Your task is to repeat, word for word, the line containing "of the checkered" and all lines that follow it to the end of the material, and no other lines.

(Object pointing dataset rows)
>> START
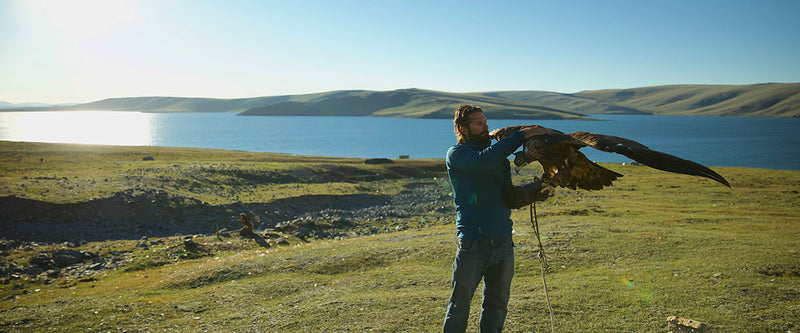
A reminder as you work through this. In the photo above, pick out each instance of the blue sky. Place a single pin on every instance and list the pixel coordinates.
(57, 51)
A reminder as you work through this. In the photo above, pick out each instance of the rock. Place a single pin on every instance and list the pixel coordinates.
(378, 161)
(42, 260)
(683, 325)
(302, 232)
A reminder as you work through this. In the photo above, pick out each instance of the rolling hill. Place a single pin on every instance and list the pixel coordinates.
(406, 103)
(758, 100)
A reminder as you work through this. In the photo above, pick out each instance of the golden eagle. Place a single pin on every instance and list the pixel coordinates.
(563, 165)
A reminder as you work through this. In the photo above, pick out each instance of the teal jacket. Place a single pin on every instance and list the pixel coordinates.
(478, 175)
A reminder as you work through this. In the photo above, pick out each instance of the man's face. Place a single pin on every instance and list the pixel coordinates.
(477, 130)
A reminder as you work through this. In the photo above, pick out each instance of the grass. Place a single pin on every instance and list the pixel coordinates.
(625, 258)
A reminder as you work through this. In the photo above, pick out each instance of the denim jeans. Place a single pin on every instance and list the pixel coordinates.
(475, 260)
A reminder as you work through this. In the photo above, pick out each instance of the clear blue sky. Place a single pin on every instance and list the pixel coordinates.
(75, 51)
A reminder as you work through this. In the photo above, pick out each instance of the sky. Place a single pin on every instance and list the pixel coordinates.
(79, 51)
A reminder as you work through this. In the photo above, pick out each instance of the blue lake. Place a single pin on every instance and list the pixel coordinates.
(772, 143)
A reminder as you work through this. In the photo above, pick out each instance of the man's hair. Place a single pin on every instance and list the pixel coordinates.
(461, 119)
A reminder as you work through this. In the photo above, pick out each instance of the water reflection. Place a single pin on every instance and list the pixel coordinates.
(88, 127)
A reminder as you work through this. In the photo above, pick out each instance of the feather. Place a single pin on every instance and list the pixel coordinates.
(564, 165)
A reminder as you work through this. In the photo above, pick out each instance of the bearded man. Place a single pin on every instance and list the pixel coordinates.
(480, 175)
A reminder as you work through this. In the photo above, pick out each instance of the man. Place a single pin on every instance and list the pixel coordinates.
(480, 175)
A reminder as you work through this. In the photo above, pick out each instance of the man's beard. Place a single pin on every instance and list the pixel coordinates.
(481, 138)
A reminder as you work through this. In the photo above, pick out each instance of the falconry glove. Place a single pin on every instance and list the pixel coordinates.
(521, 196)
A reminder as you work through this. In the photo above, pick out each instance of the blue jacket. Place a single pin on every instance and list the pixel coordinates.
(478, 175)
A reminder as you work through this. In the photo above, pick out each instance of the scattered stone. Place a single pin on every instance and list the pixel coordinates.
(378, 161)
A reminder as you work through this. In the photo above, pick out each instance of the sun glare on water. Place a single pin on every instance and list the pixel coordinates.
(88, 127)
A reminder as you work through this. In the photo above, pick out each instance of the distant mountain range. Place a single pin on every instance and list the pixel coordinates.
(761, 100)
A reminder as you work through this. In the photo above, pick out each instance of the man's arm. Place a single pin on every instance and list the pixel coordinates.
(467, 159)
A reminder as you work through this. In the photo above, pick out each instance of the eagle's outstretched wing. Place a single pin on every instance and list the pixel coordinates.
(640, 153)
(565, 166)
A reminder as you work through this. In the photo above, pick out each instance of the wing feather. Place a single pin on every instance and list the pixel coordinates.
(640, 153)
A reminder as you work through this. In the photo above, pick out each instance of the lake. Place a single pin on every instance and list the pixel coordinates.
(772, 143)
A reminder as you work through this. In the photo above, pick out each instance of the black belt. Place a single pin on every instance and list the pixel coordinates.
(496, 242)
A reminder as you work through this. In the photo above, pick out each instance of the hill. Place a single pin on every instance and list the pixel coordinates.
(406, 103)
(757, 100)
(358, 247)
(762, 100)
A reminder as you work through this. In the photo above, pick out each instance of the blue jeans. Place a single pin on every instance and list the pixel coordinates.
(475, 260)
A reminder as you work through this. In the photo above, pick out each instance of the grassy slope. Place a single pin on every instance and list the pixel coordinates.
(407, 103)
(762, 100)
(625, 258)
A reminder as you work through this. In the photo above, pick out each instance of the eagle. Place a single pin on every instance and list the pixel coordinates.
(565, 166)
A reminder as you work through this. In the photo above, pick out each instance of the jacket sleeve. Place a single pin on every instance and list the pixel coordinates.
(469, 159)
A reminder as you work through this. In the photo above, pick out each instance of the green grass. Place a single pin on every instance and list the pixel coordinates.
(624, 258)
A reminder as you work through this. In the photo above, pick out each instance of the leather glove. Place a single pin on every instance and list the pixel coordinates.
(521, 196)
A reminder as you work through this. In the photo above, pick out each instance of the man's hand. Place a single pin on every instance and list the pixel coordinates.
(534, 130)
(521, 196)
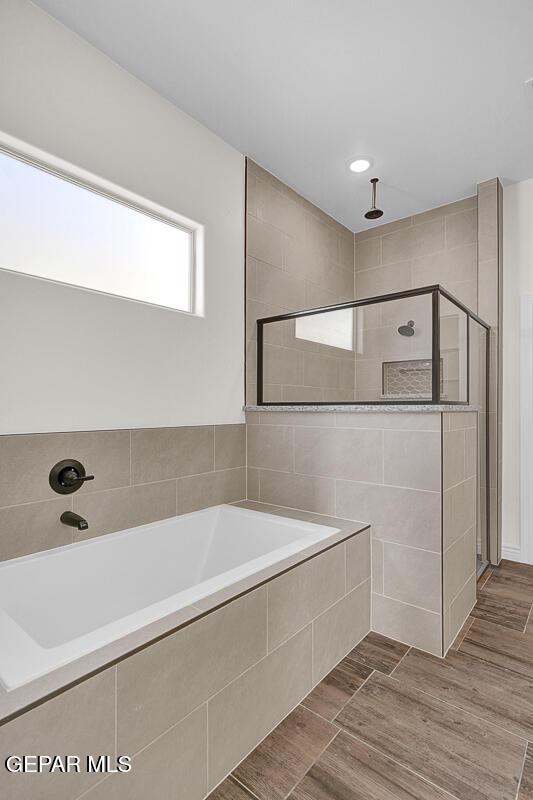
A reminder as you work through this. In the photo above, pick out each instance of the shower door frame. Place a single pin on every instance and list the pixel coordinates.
(436, 291)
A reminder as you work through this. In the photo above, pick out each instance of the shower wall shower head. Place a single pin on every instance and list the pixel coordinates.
(373, 212)
(407, 330)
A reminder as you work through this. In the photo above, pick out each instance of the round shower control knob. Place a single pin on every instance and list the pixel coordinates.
(67, 476)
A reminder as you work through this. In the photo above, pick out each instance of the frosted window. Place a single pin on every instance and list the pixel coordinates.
(334, 328)
(54, 229)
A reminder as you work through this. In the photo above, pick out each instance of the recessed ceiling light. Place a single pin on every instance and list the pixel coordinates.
(360, 165)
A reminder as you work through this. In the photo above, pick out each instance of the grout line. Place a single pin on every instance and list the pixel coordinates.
(285, 796)
(207, 746)
(399, 662)
(403, 602)
(465, 633)
(352, 697)
(528, 618)
(234, 778)
(487, 722)
(521, 774)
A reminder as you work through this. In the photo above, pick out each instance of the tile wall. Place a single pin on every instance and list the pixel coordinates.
(140, 476)
(380, 468)
(490, 306)
(437, 246)
(461, 519)
(297, 257)
(190, 707)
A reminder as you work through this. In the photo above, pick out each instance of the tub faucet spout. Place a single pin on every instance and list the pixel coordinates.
(74, 520)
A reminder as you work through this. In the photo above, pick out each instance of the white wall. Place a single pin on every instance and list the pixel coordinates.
(517, 281)
(71, 359)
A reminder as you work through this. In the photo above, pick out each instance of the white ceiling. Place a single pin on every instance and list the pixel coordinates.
(433, 90)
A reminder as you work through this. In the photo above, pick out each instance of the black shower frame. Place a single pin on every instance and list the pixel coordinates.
(436, 291)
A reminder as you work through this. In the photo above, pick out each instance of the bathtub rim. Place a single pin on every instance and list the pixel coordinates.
(17, 701)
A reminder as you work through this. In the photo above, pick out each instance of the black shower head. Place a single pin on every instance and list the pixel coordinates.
(407, 330)
(373, 212)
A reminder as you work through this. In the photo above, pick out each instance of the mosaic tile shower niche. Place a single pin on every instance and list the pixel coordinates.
(408, 379)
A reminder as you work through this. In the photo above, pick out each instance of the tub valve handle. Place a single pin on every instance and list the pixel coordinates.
(68, 476)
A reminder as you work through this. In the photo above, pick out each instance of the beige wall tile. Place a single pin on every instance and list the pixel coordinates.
(354, 454)
(160, 453)
(377, 565)
(211, 489)
(301, 594)
(230, 446)
(357, 559)
(367, 253)
(271, 446)
(382, 280)
(264, 242)
(461, 607)
(80, 721)
(381, 230)
(277, 288)
(268, 691)
(461, 228)
(161, 684)
(471, 452)
(33, 527)
(446, 267)
(459, 565)
(412, 459)
(282, 365)
(460, 419)
(459, 511)
(412, 576)
(419, 240)
(453, 457)
(320, 370)
(404, 516)
(322, 419)
(171, 768)
(339, 629)
(408, 624)
(118, 509)
(297, 491)
(105, 454)
(389, 421)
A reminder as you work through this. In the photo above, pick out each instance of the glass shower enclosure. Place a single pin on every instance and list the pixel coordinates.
(416, 347)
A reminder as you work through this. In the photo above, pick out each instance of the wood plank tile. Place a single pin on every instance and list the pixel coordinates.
(509, 586)
(349, 770)
(516, 568)
(462, 633)
(274, 768)
(378, 652)
(501, 646)
(334, 691)
(526, 784)
(230, 790)
(503, 611)
(494, 694)
(458, 752)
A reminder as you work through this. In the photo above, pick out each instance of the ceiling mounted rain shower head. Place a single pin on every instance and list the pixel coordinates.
(407, 330)
(373, 212)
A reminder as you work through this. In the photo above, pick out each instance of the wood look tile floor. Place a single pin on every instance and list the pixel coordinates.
(393, 723)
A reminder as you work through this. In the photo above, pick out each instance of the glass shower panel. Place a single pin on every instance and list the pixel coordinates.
(310, 358)
(393, 350)
(453, 352)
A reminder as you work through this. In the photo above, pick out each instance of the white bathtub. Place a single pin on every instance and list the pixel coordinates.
(61, 604)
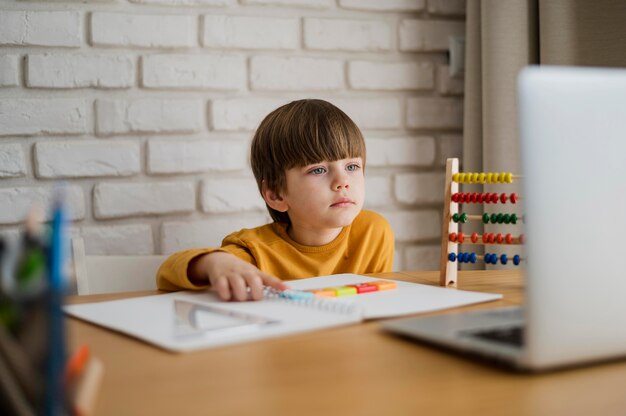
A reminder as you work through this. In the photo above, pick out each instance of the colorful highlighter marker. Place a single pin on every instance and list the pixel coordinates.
(325, 293)
(296, 294)
(365, 288)
(344, 290)
(384, 285)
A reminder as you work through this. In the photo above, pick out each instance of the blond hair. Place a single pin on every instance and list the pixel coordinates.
(297, 134)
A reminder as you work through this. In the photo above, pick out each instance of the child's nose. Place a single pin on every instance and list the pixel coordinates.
(341, 182)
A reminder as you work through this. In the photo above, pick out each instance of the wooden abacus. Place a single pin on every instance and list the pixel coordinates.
(450, 235)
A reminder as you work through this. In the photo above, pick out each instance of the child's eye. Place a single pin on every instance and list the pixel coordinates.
(317, 171)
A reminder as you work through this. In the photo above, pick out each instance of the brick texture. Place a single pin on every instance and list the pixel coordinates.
(9, 71)
(218, 72)
(114, 200)
(118, 240)
(148, 116)
(146, 110)
(284, 74)
(148, 31)
(41, 28)
(196, 156)
(231, 195)
(86, 159)
(12, 160)
(246, 32)
(22, 199)
(53, 116)
(347, 35)
(75, 71)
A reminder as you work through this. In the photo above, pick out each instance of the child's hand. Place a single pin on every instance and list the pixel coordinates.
(233, 278)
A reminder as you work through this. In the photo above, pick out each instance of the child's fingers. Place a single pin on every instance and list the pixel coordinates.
(222, 287)
(274, 282)
(238, 286)
(255, 283)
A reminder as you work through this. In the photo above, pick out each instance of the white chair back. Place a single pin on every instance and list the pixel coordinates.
(96, 274)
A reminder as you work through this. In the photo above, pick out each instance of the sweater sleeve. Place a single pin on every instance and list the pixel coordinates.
(173, 275)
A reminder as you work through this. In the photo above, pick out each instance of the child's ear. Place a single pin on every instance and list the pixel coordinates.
(273, 199)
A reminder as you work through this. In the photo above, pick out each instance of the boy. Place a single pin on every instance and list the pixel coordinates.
(308, 158)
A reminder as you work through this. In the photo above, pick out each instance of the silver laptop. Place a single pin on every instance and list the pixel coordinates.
(573, 139)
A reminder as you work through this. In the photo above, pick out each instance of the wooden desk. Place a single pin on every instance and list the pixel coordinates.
(355, 370)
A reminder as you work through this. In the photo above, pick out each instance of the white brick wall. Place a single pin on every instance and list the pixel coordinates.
(347, 35)
(40, 28)
(116, 200)
(196, 156)
(293, 74)
(246, 32)
(119, 239)
(428, 35)
(146, 108)
(148, 116)
(86, 159)
(12, 160)
(231, 195)
(218, 72)
(16, 202)
(9, 72)
(76, 71)
(52, 115)
(142, 30)
(391, 75)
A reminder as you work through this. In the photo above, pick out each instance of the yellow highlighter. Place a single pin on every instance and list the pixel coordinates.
(384, 284)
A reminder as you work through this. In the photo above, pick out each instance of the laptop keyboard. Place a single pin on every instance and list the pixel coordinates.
(511, 335)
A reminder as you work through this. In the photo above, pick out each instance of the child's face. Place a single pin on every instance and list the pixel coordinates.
(325, 195)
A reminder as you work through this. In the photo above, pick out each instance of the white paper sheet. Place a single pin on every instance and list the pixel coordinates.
(186, 321)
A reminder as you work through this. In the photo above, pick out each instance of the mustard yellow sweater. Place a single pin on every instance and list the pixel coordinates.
(365, 246)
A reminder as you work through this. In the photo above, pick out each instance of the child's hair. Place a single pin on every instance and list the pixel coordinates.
(297, 134)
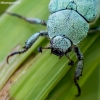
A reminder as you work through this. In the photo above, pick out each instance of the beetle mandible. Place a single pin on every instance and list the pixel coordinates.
(67, 25)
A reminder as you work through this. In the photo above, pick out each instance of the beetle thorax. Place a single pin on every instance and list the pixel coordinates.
(68, 23)
(60, 45)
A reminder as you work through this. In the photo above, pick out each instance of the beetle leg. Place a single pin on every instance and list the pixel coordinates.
(94, 29)
(29, 43)
(30, 20)
(40, 48)
(79, 68)
(71, 63)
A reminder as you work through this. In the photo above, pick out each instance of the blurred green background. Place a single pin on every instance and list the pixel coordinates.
(3, 7)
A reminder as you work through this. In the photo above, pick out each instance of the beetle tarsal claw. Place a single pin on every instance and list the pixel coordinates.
(78, 87)
(14, 53)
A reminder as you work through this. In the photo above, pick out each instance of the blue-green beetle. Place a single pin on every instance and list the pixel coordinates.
(67, 25)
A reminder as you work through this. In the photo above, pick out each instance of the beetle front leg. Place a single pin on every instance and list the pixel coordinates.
(29, 43)
(94, 29)
(30, 20)
(79, 68)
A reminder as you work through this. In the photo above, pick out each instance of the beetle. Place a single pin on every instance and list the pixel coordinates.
(68, 24)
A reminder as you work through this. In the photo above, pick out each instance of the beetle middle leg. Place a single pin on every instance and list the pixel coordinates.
(29, 43)
(30, 20)
(79, 68)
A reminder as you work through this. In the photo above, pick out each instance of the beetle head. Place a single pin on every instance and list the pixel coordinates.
(60, 45)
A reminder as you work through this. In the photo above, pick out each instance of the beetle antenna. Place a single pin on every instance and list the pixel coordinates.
(78, 87)
(40, 48)
(14, 53)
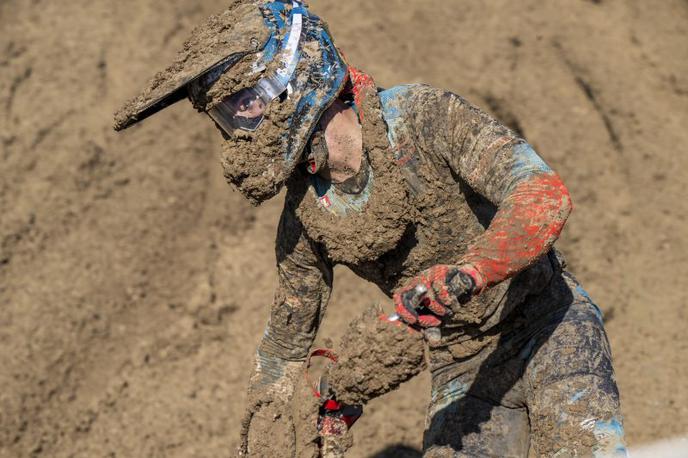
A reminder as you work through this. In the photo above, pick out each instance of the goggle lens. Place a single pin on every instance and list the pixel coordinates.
(243, 110)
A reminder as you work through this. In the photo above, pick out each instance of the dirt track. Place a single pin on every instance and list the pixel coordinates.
(134, 285)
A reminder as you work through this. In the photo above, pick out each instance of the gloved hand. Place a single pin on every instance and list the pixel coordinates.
(434, 293)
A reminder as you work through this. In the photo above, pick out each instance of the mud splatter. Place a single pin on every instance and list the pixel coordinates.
(366, 235)
(375, 357)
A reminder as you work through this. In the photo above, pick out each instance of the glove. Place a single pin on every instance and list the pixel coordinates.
(433, 294)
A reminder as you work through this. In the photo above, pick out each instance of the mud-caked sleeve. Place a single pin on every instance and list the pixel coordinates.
(303, 290)
(532, 201)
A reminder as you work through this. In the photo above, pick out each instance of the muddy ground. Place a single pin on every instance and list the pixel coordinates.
(134, 284)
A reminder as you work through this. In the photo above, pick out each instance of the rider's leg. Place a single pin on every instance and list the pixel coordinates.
(573, 401)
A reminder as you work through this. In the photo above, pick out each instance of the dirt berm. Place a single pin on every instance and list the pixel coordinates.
(134, 284)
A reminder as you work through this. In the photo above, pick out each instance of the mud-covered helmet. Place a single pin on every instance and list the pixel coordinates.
(265, 72)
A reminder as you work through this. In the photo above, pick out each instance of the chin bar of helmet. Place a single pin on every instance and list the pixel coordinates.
(269, 87)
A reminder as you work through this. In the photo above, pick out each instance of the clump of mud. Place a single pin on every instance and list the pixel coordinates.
(228, 36)
(269, 428)
(375, 357)
(366, 235)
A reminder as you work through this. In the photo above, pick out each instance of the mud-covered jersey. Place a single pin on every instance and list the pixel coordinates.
(478, 196)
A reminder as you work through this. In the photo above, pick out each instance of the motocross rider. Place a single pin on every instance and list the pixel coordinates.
(406, 186)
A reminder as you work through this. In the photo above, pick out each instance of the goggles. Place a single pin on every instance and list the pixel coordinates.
(245, 109)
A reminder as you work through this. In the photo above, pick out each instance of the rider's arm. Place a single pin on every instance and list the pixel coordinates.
(305, 282)
(532, 201)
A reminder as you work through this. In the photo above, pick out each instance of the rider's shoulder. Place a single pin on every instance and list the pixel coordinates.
(411, 95)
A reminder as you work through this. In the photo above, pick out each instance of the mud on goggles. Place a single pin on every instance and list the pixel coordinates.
(245, 109)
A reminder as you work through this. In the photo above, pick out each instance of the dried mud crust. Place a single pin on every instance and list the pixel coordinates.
(268, 429)
(254, 162)
(237, 31)
(360, 236)
(375, 357)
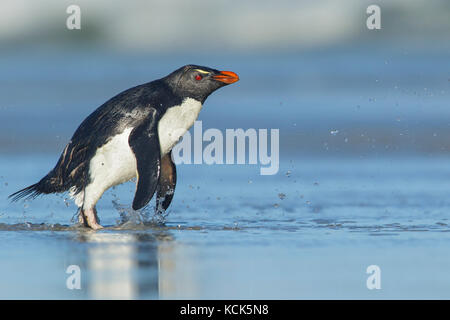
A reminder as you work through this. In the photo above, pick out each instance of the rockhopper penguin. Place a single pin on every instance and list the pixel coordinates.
(131, 135)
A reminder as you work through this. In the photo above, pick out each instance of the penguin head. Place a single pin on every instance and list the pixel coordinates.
(197, 82)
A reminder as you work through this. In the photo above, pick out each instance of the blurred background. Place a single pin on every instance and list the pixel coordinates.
(310, 68)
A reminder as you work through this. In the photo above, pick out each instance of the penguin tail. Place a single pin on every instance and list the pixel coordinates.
(30, 192)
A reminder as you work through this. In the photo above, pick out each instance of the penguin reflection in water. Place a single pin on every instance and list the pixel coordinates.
(131, 136)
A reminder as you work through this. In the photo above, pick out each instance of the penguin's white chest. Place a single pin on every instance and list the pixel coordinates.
(115, 162)
(175, 122)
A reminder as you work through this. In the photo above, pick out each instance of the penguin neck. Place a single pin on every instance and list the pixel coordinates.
(176, 121)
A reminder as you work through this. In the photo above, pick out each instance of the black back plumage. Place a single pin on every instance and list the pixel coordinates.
(127, 109)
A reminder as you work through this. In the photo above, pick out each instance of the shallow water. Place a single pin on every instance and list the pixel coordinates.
(309, 232)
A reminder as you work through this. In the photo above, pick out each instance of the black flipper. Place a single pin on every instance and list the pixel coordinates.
(144, 142)
(167, 182)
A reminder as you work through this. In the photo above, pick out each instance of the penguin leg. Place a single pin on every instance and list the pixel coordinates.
(144, 142)
(81, 219)
(166, 185)
(90, 218)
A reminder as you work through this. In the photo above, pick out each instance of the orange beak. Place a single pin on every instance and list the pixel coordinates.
(226, 77)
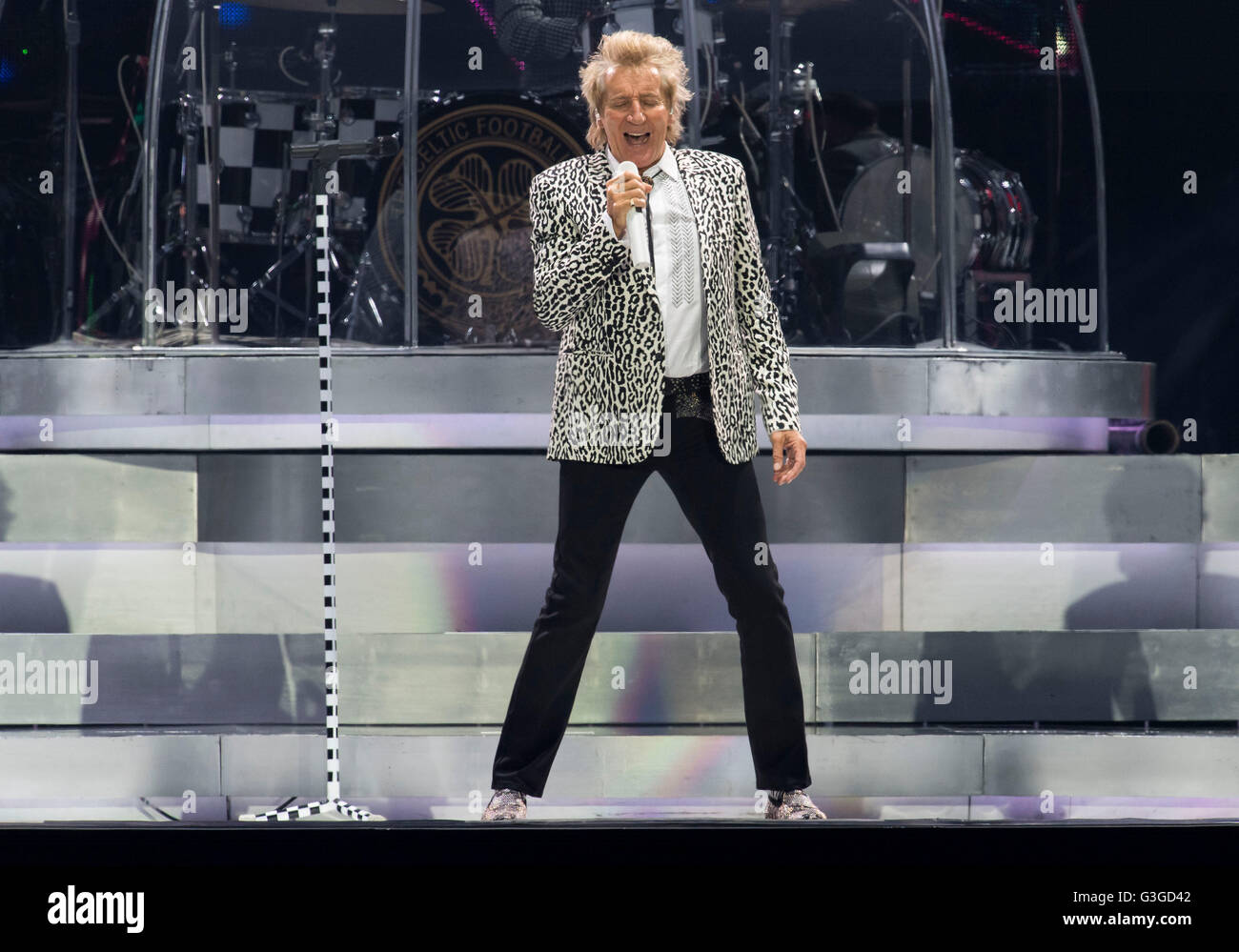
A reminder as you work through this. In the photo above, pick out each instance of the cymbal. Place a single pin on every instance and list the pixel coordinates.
(375, 8)
(791, 8)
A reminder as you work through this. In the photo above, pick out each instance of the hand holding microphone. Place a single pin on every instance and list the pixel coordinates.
(626, 205)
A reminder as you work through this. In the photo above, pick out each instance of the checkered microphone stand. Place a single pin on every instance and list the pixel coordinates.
(327, 431)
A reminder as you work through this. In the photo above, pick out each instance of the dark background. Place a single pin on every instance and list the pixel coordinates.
(1166, 77)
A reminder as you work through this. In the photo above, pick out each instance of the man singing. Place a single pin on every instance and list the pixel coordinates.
(690, 337)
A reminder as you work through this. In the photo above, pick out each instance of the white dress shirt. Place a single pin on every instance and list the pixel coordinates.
(678, 278)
>> END
## RESPONSE TO THE EXERCISE
A reminder as you work through this. In the photo above, pick out each instance of the checkered microphone stand. Place a single pin on every instance and list the pixel coordinates.
(327, 431)
A reminder as you work through this. In the photo above, pick out each instance of the dark background. Place a single pin on every instance and list the pixel coordinates.
(1166, 77)
A reminder as you work through this. In the photo above, pick out each instance of the man singing. Place a single pin on every instance and list the pixel coordinates.
(690, 337)
A reminder as you work through this. In the photo above, pick out each instance of the white dress shirt. Place a single pin on every instance and list the pixel coordinates.
(678, 278)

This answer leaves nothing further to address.